------ SOURCE PASSAGE ------

Jordanville railway station is located on the Glen Waverley line in Victoria, Australia. It serves the eastern Melbourne suburb of Mount Waverley, and opened on 5 May 1930 as Kabbareng. Just over a week later, on 13 May, it was renamed Jordanville.

The station also serves the adjacent Riversdale Golf Club.

History
Jordanville station opened on 5 May 1930, when the railway line from East Malvern was extended to Glen Waverley. It was named after the Jordan family, particularly John Jordan, an early settler and shire councillor. The original name of the station, Kabbareng, is an Indigenous word meaning "upper". The name was controversial, as evidenced by a letter sent to the editor of The Argus, on 4 March 1930, using the pseudonym "Anti-Kabbareng". An article in The Age, on 21 March 1930, stated that: "At the last meeting of the Mulgrave Council indignation was expressed at the name of Kabbareng being selected for the railway station at Box Hill-road on the new Darling-Glen Waverley line. The council’s recommendation was Jordan. It was decided to ask the district Parliamentary representatives to take up the matter in support of the name selected by the council."

------ DATA RECORDS ------

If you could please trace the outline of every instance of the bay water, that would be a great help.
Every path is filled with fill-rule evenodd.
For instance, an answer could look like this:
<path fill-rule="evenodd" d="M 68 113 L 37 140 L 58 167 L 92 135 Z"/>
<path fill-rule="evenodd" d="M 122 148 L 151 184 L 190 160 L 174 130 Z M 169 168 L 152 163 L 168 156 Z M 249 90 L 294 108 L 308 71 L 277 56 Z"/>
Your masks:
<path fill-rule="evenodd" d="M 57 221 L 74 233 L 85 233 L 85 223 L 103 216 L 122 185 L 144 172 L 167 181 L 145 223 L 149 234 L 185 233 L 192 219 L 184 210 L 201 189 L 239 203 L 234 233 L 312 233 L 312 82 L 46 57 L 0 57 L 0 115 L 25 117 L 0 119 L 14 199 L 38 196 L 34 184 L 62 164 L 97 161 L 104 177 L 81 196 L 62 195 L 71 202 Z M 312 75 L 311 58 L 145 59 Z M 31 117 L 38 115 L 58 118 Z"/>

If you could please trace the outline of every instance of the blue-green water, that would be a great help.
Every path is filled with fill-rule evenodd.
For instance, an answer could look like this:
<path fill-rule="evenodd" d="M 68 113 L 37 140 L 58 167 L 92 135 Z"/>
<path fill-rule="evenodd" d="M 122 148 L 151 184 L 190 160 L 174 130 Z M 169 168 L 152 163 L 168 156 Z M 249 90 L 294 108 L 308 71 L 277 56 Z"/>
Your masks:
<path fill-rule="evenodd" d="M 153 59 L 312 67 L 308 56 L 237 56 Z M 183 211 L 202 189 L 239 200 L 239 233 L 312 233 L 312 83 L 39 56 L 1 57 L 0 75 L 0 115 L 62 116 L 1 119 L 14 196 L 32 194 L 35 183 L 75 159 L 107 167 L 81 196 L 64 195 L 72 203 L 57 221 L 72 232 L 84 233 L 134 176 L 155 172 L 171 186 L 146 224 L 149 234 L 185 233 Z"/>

------

== TASKS TO CARRY OUT ==
a) What are all the calendar dates mentioned in the Jordanville station passage? Give each one once.
b) Answer these questions from the Jordanville station passage:
(i) Besides the suburb, what does the station also serve?
(ii) What does the word Kabbareng mean?
(iii) What name did the Mulgrave Council recommend for the station?
c) Extend the Jordanville station passage, picking up right after its final sentence.
The listing comes from a different source than the Jordanville station passage.

== EXPECTED ANSWERS ==
a) 5 May 1930; 13 May; 4 March 1930; 21 March 1930

b)
(i) The adjacent Riversdale Golf Club.
(ii) "Upper."
(iii) Jordan.

c)
In 1964, the current island platform was provided, when the line between East Malvern and Mount Waverley was duplicated.

From the time the station opened until the creation of the City of Monash in 1994, Jordanville was a suburb of Melbourne. However, it is now considered a "residential locality", with the former suburban area now shared between the suburbs of Chadstone and Ashwood.

Platforms and services
Jordanville has one island platform with two faces. It is served by Glen Waverley line trains.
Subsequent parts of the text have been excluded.